• **SELECTED EXCERPT**
[comp.lang.c] ANSI C to K&R converter written in Icon

alanf@bruce.cs.monash.OZ.AU (Alan Grant Finlay) (01/13/91)

After wasting my time trying to fix up a converter to work for my
C sources I decided to write my own.  Icon seems to be the ideal language
for this job (provided you have a compiler/interpreter).  I originally
thought I would do the job properly (i.e. using a C grammar) but after some
reflection I was soon put off (C's grammar is truly awful).  The result is
yet another a converter that works for the author's programs.  However one
advantage of this converter is that the algorithm is quite easy to follow
and could be easily adapted by Icon programmers to handle a greater subset of
C.  

The program has the following limitations:
   1) function prototypes are recognised by the sequence ");" with no 
intervening spaces, newlines or comments.
   2) function prototypes may not contain comments within the parameter list.
   3) function definitions may have comments, spaces and newlines within the
parameter list however the output will win no awards for legibility.
   4) the presence of function parameters in a function definition will mess up
the conversion of that parameter list (usually just removes the parameters).
There is a workaround as demonstrated by the following example:
      #ifdef ANSI
      void addts(void (*ts)())
      {
      #else
      void addts(ts)
         void (*ts)();
      {
      #endif
      <the function body>
      #ifdef ANSI
      }
      #else
      }
      #endif
This workaround requires that the non ANSI compiler ignores text which is
excluded by "#ifdef"s.

• **GIVEN DATA**

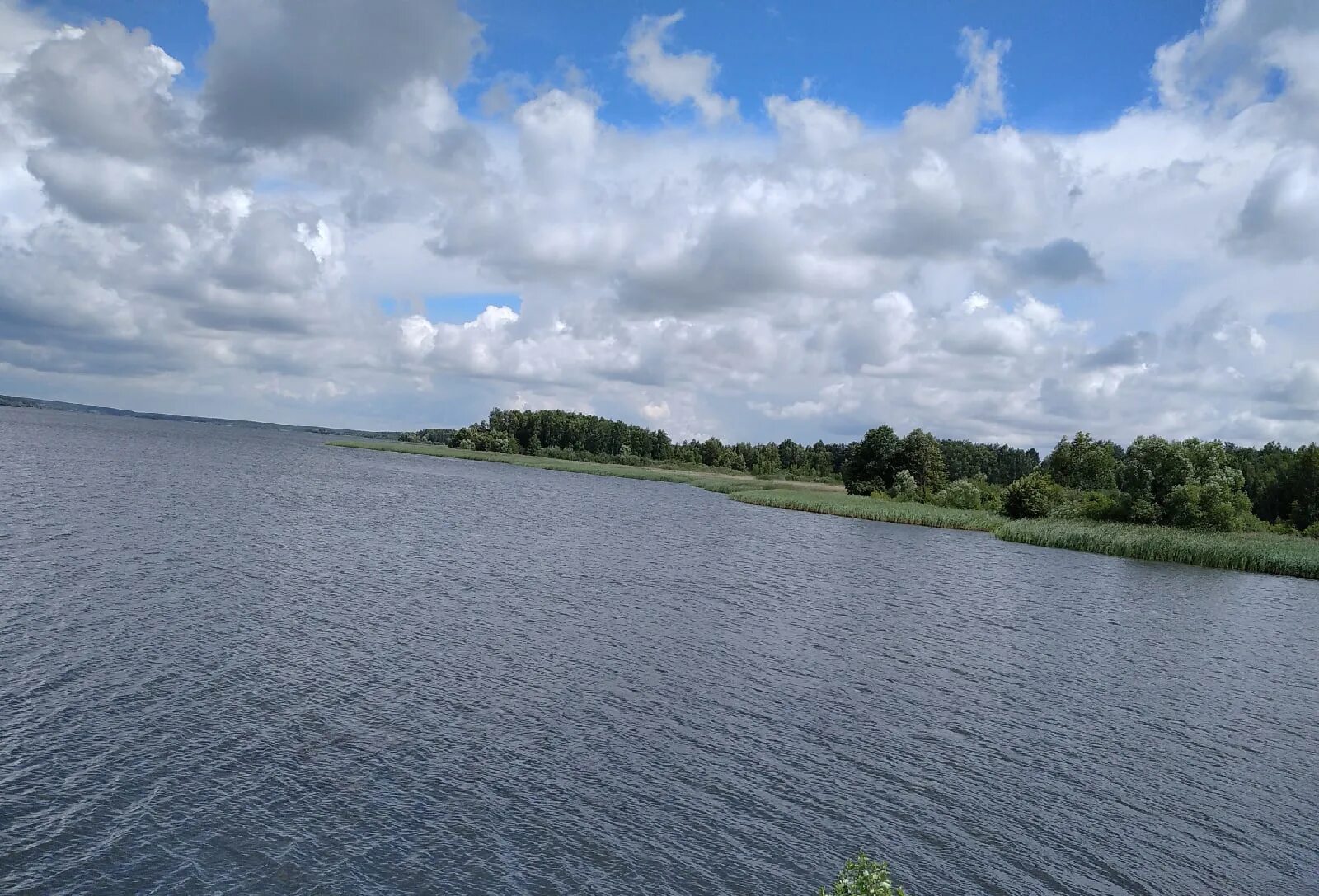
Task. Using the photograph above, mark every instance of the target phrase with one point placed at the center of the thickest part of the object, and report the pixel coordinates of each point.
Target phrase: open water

• **JOB 1**
Answer each question from the post about the ANSI C to K&R converter.
(a) What reason does the author give for giving up on using a C grammar?
(b) By what sequence does the program recognize function prototypes?
(c) What must the non-ANSI compiler do for the workaround to succeed?
• **JOB 2**
Decide whether each statement agrees with the post about the ANSI C to K&R converter. Answer yes or no, quoting the deciding words.
(a) Function prototypes may contain comments within the parameter list.
(b) The author regards Icon as the ideal language for the job, provided a compiler or interpreter is available.
(c) Function definitions cannot have newlines within the parameter list.

• **WRITTEN SOLUTION 1**
(a) C's grammar is truly awful.
(b) The sequence ");" with no intervening spaces, newlines or comments.
(c) It must ignore text that is excluded by "#ifdef"s.

• **WRITTEN SOLUTION 2**
(a) No: "function prototypes may not contain comments within the parameter list."
(b) Yes: "Icon seems to be the ideal language for this job (provided you have a compiler/interpreter)."
(c) No: "function definitions may have comments, spaces and newlines within the parameter list."